▸ Written instruction
Write out, word for word, only the lines from the one containing "Where can the misty" through the final line of the data.

══ Material shown ══

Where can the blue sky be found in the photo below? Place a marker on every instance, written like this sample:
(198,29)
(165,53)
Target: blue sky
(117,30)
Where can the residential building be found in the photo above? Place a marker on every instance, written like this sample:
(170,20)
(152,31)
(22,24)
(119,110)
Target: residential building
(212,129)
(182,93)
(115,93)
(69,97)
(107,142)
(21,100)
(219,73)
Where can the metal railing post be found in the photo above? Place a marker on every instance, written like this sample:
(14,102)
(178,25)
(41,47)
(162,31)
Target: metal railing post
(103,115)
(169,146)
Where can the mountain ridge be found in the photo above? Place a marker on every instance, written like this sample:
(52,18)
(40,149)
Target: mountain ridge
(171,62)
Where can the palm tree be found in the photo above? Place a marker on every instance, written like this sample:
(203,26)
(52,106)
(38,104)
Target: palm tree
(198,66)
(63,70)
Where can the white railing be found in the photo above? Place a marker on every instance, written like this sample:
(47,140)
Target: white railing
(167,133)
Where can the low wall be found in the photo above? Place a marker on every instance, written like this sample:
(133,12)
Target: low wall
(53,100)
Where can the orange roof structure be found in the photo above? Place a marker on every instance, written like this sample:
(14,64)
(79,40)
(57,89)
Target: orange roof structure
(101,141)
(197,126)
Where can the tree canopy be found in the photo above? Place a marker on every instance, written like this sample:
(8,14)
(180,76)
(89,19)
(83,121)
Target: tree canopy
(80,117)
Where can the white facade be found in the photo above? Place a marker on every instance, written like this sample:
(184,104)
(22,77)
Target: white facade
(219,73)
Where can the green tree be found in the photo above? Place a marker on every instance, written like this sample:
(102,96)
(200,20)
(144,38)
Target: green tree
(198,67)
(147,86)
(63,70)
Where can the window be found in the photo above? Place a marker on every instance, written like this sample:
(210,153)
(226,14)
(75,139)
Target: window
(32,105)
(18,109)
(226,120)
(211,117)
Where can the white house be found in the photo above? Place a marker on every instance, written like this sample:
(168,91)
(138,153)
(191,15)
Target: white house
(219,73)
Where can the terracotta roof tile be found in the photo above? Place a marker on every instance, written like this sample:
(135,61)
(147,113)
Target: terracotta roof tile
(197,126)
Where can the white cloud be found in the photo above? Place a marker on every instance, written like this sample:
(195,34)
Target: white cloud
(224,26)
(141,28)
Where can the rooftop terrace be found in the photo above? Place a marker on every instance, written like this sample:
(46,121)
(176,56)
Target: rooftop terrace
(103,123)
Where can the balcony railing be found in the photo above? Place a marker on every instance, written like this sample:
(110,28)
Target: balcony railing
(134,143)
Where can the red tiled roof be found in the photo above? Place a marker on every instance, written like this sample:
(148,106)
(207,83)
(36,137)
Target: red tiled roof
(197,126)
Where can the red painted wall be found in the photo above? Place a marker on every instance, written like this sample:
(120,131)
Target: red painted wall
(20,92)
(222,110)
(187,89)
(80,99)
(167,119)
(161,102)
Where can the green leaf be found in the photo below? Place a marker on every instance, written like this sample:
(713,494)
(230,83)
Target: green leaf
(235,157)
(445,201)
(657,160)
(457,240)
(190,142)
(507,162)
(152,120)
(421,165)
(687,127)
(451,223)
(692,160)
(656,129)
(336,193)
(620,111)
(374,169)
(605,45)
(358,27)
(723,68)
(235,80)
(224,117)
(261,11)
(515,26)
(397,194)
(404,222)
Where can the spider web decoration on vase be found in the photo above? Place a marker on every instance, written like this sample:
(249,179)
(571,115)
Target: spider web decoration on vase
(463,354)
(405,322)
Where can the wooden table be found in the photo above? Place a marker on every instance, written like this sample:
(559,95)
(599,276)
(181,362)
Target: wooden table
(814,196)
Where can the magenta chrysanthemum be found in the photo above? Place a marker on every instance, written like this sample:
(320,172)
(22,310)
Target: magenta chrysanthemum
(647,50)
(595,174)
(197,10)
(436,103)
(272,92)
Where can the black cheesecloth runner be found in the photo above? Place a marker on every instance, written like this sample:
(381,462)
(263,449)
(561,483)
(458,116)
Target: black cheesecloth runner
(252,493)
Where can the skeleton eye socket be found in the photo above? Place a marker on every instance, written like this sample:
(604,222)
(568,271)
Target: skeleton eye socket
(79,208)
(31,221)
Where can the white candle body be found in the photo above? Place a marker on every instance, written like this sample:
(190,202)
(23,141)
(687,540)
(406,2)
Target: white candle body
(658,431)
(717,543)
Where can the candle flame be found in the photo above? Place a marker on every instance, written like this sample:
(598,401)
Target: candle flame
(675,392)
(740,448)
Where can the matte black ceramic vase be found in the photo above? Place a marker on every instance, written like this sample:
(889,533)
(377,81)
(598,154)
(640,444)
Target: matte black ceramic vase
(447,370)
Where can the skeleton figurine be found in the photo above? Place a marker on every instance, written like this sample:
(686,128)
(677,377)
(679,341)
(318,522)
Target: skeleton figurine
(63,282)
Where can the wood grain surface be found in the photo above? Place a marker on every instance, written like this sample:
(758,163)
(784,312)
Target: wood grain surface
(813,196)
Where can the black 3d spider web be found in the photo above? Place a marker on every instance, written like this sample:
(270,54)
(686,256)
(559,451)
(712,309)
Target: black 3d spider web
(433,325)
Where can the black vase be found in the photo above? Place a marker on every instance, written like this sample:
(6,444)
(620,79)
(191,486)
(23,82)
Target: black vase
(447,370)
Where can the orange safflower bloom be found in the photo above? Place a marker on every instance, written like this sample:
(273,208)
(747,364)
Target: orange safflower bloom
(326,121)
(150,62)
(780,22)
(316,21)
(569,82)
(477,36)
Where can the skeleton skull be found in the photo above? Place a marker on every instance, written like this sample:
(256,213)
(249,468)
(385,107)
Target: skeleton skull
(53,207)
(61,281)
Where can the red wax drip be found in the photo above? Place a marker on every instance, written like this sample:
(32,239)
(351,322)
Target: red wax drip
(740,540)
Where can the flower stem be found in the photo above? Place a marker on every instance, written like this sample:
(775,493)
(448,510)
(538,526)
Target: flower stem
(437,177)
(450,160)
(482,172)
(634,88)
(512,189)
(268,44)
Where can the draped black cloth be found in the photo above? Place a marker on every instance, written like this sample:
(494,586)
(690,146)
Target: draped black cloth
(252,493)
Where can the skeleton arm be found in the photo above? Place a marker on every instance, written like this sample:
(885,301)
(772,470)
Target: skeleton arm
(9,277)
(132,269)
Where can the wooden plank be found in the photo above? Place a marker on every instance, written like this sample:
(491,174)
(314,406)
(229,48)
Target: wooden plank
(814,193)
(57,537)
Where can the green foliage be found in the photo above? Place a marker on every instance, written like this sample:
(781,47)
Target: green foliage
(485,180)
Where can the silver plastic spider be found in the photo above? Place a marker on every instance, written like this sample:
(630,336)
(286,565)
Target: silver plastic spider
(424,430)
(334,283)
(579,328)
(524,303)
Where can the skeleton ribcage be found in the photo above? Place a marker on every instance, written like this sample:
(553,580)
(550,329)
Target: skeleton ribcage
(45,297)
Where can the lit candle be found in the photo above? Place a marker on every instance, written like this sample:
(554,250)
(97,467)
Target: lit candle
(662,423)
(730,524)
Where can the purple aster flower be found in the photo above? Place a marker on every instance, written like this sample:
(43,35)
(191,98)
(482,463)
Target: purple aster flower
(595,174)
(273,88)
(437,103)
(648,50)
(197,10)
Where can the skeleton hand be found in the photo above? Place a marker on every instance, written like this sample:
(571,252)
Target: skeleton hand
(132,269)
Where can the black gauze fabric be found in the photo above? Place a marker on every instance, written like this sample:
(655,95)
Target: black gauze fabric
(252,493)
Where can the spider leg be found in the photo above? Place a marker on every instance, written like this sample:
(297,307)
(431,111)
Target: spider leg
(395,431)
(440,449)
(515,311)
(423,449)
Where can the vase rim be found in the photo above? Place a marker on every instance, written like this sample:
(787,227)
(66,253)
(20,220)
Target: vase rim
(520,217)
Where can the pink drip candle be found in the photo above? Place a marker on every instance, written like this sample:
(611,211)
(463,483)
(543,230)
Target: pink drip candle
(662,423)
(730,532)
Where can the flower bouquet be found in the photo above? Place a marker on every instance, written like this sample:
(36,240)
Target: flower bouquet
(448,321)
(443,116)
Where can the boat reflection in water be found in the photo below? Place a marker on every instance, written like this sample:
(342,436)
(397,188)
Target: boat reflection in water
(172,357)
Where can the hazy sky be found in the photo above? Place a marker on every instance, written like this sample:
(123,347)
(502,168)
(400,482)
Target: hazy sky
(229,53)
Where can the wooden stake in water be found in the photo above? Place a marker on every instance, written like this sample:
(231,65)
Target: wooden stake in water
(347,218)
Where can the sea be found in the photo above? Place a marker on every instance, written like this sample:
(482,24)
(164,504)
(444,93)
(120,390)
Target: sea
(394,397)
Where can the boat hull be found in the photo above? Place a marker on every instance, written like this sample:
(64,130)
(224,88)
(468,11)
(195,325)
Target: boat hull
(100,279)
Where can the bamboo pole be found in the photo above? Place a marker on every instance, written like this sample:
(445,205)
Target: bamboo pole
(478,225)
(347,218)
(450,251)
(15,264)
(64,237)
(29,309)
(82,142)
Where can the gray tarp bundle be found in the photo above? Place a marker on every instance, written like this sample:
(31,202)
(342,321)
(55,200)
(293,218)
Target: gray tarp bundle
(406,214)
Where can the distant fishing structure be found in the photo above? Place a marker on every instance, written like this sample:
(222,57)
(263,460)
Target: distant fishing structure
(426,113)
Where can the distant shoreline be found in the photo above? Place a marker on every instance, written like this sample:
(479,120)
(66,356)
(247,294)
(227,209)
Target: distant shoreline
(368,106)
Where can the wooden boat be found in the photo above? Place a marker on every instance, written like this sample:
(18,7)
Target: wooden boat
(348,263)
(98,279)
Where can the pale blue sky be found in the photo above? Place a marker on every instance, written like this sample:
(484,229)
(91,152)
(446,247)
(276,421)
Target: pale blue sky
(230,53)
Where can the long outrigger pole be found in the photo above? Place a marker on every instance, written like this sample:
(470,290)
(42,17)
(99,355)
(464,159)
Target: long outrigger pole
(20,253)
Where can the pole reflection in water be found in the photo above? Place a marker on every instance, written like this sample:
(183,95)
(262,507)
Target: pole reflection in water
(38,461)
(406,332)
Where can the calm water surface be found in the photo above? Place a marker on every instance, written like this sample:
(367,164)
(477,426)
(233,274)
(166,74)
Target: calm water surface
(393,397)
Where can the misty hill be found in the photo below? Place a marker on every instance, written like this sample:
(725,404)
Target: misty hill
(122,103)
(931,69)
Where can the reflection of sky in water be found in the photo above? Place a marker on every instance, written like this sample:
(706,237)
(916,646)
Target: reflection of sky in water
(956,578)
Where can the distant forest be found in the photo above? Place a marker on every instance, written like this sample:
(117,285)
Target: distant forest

═══

▸ Output of the task
Where can the misty hill be found in the photo below? Place a marker on every instance, written like this sample:
(725,404)
Target: misty hill
(122,103)
(931,69)
Where can the reflection of sky in water be found in the photo above? Place a marker on every instance, written like this sample:
(706,237)
(916,646)
Target: reflection of sky in water
(956,578)
Where can the distant forest be found in the photo above? Place a marker on every instance, written like this sample:
(117,285)
Target: distant forest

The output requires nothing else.